-- start of Working data --
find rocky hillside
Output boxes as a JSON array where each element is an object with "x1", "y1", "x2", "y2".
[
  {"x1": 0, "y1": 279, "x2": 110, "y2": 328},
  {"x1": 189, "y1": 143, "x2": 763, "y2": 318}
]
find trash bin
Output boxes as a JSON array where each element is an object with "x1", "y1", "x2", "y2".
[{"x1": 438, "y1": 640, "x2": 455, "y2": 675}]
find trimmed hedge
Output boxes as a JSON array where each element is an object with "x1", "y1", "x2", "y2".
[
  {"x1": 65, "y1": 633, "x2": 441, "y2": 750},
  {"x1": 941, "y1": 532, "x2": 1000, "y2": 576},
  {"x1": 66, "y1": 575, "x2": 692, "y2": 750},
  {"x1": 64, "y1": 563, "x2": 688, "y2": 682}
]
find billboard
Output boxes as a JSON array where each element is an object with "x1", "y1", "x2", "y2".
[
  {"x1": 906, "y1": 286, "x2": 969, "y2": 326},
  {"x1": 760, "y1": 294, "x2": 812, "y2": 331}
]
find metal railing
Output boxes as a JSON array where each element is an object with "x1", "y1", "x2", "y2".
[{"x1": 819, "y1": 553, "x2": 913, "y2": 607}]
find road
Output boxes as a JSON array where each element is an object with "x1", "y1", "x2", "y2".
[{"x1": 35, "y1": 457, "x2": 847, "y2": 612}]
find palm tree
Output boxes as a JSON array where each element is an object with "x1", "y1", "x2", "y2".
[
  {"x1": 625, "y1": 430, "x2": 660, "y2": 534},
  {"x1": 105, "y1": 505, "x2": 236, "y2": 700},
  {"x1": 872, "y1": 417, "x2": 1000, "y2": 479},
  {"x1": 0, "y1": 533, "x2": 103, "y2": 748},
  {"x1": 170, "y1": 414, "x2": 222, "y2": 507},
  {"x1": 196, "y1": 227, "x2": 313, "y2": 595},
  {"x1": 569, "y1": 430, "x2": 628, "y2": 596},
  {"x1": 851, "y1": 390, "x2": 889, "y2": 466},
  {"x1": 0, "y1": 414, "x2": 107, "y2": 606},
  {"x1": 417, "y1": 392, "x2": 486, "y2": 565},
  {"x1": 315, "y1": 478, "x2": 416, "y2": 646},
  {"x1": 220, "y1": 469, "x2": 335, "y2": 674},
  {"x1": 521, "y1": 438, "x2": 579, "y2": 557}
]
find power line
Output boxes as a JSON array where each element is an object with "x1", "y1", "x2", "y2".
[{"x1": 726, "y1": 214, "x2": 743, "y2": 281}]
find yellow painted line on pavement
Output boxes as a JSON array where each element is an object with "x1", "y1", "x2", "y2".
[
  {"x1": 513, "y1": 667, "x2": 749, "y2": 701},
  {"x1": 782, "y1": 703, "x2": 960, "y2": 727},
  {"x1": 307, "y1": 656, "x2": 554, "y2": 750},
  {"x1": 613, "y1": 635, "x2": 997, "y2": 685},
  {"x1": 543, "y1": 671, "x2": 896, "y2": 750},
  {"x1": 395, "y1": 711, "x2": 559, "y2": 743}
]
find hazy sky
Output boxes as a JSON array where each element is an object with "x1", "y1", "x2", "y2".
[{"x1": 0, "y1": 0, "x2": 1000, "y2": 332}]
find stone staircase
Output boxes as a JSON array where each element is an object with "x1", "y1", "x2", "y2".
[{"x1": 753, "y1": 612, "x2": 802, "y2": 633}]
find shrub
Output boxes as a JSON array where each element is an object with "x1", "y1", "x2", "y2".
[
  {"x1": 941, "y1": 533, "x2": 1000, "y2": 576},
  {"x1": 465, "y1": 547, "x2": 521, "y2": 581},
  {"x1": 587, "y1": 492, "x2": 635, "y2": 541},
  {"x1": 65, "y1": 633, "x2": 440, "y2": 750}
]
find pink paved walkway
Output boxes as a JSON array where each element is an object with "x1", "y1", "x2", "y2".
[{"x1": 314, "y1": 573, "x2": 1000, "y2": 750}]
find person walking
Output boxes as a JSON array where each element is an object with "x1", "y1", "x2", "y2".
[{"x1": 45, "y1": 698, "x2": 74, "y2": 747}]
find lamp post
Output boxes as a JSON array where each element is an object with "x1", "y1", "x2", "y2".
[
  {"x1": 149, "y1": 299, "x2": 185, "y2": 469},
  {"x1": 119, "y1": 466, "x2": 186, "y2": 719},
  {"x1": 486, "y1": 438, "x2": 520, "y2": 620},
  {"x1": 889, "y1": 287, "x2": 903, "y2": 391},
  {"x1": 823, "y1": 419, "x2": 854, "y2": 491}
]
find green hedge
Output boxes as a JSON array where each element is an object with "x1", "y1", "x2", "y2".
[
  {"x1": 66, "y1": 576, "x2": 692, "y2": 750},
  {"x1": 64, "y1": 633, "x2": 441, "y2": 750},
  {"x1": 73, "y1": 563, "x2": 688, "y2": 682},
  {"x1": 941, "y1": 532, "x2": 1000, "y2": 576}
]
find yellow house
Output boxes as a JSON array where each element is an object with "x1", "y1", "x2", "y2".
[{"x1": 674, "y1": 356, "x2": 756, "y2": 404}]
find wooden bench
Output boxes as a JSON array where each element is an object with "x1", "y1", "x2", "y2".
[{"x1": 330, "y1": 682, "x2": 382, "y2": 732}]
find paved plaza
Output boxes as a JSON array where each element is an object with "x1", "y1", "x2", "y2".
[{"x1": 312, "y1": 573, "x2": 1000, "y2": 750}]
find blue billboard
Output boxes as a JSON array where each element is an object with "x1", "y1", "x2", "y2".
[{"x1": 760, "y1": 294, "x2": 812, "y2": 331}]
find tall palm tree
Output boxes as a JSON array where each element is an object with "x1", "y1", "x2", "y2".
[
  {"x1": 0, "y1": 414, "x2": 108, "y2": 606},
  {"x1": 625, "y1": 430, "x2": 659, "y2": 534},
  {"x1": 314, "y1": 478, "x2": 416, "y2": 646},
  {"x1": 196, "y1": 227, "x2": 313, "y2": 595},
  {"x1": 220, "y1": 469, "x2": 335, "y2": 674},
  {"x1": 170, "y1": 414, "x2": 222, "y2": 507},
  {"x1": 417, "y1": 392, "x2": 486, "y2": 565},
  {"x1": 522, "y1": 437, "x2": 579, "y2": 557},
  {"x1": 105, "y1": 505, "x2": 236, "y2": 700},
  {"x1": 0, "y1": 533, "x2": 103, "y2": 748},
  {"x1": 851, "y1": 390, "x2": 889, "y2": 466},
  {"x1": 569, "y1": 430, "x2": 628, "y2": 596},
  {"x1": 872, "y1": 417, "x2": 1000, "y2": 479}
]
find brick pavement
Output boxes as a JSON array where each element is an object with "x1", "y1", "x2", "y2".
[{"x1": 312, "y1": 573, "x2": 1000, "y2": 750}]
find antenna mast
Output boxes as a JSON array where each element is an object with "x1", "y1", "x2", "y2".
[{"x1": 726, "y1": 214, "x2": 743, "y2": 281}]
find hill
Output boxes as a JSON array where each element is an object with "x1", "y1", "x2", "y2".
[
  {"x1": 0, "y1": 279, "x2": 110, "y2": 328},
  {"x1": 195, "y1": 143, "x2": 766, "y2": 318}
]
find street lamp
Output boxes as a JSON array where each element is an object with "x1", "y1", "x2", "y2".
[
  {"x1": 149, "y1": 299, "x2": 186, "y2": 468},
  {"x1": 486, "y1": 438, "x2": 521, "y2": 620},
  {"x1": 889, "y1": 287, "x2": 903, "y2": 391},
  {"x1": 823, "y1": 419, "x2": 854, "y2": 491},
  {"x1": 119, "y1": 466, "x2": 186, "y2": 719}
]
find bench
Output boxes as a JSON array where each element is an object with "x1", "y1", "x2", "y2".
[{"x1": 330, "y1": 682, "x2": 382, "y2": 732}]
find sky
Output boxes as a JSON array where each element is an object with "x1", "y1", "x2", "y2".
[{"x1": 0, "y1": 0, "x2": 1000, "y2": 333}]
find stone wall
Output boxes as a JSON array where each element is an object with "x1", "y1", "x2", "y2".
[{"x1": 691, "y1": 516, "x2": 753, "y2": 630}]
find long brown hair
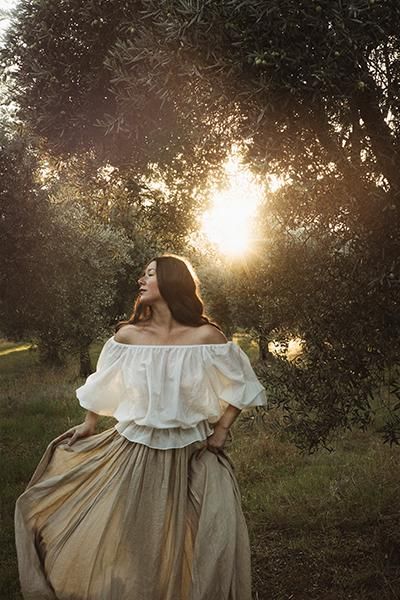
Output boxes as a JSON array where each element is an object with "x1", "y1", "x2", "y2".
[{"x1": 115, "y1": 254, "x2": 221, "y2": 332}]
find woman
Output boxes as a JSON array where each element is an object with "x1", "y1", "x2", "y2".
[{"x1": 15, "y1": 255, "x2": 266, "y2": 600}]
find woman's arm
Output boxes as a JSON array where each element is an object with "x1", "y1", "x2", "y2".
[
  {"x1": 207, "y1": 404, "x2": 241, "y2": 453},
  {"x1": 58, "y1": 410, "x2": 99, "y2": 446}
]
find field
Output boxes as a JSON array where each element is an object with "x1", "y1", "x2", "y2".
[{"x1": 0, "y1": 343, "x2": 400, "y2": 600}]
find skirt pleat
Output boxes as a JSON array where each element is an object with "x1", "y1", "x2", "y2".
[{"x1": 15, "y1": 428, "x2": 251, "y2": 600}]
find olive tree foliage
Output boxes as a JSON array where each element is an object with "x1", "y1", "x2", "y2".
[
  {"x1": 2, "y1": 0, "x2": 241, "y2": 231},
  {"x1": 0, "y1": 132, "x2": 134, "y2": 375},
  {"x1": 3, "y1": 0, "x2": 400, "y2": 449}
]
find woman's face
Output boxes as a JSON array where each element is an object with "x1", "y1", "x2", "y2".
[{"x1": 138, "y1": 260, "x2": 161, "y2": 304}]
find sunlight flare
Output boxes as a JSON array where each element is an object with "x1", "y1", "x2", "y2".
[{"x1": 201, "y1": 152, "x2": 264, "y2": 256}]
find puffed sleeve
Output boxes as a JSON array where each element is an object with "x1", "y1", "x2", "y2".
[
  {"x1": 207, "y1": 343, "x2": 267, "y2": 410},
  {"x1": 76, "y1": 338, "x2": 127, "y2": 416}
]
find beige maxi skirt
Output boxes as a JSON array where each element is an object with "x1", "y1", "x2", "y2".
[{"x1": 15, "y1": 428, "x2": 255, "y2": 600}]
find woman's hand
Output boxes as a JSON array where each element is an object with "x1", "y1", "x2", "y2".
[
  {"x1": 58, "y1": 421, "x2": 96, "y2": 446},
  {"x1": 207, "y1": 423, "x2": 229, "y2": 454}
]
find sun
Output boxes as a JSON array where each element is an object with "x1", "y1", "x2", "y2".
[{"x1": 201, "y1": 151, "x2": 264, "y2": 257}]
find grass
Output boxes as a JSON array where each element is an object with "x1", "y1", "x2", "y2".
[{"x1": 0, "y1": 344, "x2": 400, "y2": 600}]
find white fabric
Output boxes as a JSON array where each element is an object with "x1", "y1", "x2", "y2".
[{"x1": 76, "y1": 337, "x2": 267, "y2": 449}]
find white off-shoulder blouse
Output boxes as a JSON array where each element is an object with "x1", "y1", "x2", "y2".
[{"x1": 76, "y1": 337, "x2": 267, "y2": 450}]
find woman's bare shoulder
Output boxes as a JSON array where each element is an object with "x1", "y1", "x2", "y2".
[
  {"x1": 197, "y1": 324, "x2": 228, "y2": 344},
  {"x1": 114, "y1": 324, "x2": 142, "y2": 344}
]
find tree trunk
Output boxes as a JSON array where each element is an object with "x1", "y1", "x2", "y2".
[
  {"x1": 258, "y1": 334, "x2": 272, "y2": 362},
  {"x1": 79, "y1": 345, "x2": 93, "y2": 377}
]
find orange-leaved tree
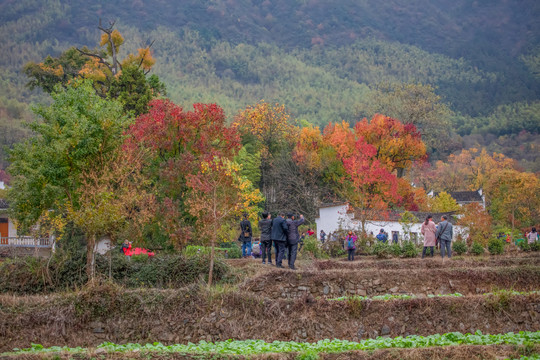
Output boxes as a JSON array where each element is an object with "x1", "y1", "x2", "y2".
[
  {"x1": 324, "y1": 122, "x2": 400, "y2": 233},
  {"x1": 458, "y1": 203, "x2": 492, "y2": 246},
  {"x1": 354, "y1": 114, "x2": 426, "y2": 177},
  {"x1": 128, "y1": 100, "x2": 240, "y2": 248},
  {"x1": 186, "y1": 156, "x2": 263, "y2": 287}
]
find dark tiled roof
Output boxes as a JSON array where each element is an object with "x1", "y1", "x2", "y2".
[
  {"x1": 433, "y1": 191, "x2": 483, "y2": 203},
  {"x1": 352, "y1": 210, "x2": 456, "y2": 224}
]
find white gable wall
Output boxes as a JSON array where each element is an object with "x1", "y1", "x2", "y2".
[{"x1": 315, "y1": 204, "x2": 463, "y2": 242}]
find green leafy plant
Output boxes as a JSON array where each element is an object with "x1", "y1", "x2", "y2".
[
  {"x1": 371, "y1": 241, "x2": 391, "y2": 259},
  {"x1": 390, "y1": 244, "x2": 403, "y2": 256},
  {"x1": 518, "y1": 241, "x2": 532, "y2": 252},
  {"x1": 470, "y1": 241, "x2": 484, "y2": 256},
  {"x1": 401, "y1": 241, "x2": 418, "y2": 258},
  {"x1": 302, "y1": 236, "x2": 328, "y2": 259},
  {"x1": 452, "y1": 241, "x2": 467, "y2": 255},
  {"x1": 10, "y1": 331, "x2": 540, "y2": 359},
  {"x1": 488, "y1": 238, "x2": 504, "y2": 255}
]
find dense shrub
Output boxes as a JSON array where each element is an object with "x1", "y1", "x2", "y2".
[
  {"x1": 390, "y1": 244, "x2": 403, "y2": 256},
  {"x1": 302, "y1": 236, "x2": 328, "y2": 259},
  {"x1": 518, "y1": 241, "x2": 532, "y2": 252},
  {"x1": 0, "y1": 252, "x2": 232, "y2": 294},
  {"x1": 470, "y1": 241, "x2": 484, "y2": 255},
  {"x1": 323, "y1": 240, "x2": 344, "y2": 258},
  {"x1": 452, "y1": 241, "x2": 467, "y2": 255},
  {"x1": 401, "y1": 241, "x2": 418, "y2": 258},
  {"x1": 371, "y1": 241, "x2": 391, "y2": 259},
  {"x1": 219, "y1": 241, "x2": 242, "y2": 259},
  {"x1": 488, "y1": 238, "x2": 504, "y2": 255}
]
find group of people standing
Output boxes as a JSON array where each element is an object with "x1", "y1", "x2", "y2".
[
  {"x1": 239, "y1": 212, "x2": 305, "y2": 270},
  {"x1": 420, "y1": 215, "x2": 454, "y2": 259}
]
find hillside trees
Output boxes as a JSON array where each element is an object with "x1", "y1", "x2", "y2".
[
  {"x1": 23, "y1": 22, "x2": 165, "y2": 115},
  {"x1": 358, "y1": 83, "x2": 453, "y2": 157}
]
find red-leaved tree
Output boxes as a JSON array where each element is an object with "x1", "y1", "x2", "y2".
[{"x1": 127, "y1": 100, "x2": 240, "y2": 247}]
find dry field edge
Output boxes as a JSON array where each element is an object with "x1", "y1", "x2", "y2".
[{"x1": 0, "y1": 284, "x2": 540, "y2": 352}]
-- end of Working data --
Tally the lines of the records above that contain the string "hillside", treating uppercase and lowercase as different. Reply with the number alone.

2